◆ **EXERCISE REQUIREMENTS**: Count the lines in the entries below that contain the word "road". Reply with the number alone.

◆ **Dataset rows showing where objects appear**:
__________________________________________________
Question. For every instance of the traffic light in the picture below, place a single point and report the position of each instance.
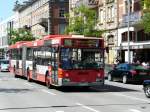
(107, 49)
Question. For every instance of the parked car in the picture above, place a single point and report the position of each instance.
(129, 72)
(146, 87)
(4, 65)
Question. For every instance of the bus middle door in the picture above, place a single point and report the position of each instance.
(54, 63)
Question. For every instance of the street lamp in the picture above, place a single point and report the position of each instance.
(129, 3)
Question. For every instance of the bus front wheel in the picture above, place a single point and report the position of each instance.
(47, 82)
(28, 76)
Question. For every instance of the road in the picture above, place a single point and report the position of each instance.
(18, 95)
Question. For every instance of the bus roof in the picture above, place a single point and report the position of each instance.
(56, 38)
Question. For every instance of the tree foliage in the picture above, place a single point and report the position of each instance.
(21, 34)
(83, 23)
(145, 22)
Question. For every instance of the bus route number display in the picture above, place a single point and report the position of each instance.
(81, 43)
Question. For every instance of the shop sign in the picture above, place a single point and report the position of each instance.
(146, 46)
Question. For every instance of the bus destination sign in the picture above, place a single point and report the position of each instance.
(81, 43)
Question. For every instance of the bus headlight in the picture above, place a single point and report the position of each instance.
(98, 80)
(66, 80)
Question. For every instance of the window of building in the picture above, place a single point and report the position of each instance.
(125, 36)
(101, 16)
(62, 28)
(126, 6)
(62, 12)
(110, 39)
(141, 36)
(109, 1)
(110, 11)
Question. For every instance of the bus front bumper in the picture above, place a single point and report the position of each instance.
(69, 83)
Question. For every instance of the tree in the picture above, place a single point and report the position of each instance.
(83, 23)
(145, 22)
(21, 34)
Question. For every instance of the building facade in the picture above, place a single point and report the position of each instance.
(43, 16)
(107, 13)
(5, 31)
(139, 42)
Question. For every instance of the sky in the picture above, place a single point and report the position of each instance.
(6, 8)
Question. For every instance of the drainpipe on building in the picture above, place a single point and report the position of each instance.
(129, 1)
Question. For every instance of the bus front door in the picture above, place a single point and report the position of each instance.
(54, 64)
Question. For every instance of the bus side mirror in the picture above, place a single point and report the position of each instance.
(107, 49)
(49, 64)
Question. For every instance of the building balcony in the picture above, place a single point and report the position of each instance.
(89, 3)
(135, 17)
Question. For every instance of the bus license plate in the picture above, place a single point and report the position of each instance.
(143, 73)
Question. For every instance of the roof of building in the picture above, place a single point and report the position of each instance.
(20, 7)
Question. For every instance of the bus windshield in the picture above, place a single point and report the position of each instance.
(83, 58)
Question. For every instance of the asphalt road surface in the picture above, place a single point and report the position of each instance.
(18, 95)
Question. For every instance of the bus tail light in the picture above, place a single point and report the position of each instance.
(60, 73)
(98, 75)
(133, 72)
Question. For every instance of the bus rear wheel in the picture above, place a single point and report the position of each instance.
(47, 82)
(28, 76)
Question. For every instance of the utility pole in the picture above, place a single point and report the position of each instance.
(128, 2)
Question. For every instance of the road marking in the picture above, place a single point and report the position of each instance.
(45, 91)
(86, 107)
(134, 110)
(131, 97)
(29, 84)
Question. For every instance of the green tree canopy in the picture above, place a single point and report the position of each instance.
(21, 34)
(83, 22)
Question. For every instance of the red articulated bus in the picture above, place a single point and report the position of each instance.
(60, 60)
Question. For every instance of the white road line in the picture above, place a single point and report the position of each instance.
(131, 97)
(29, 84)
(45, 91)
(134, 110)
(86, 107)
(59, 111)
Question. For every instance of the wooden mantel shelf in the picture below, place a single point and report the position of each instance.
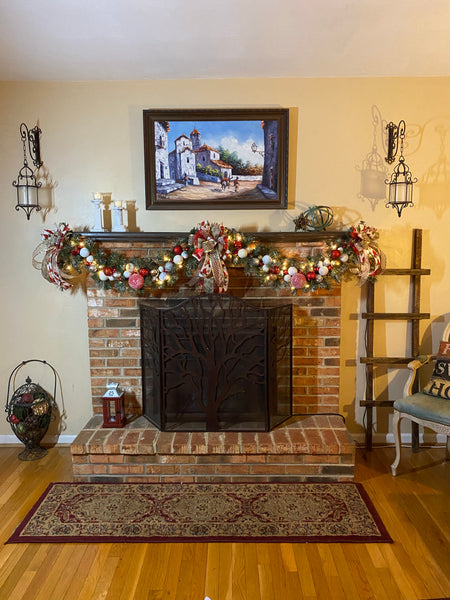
__________________________________________________
◆ **FINAL RESULT**: 4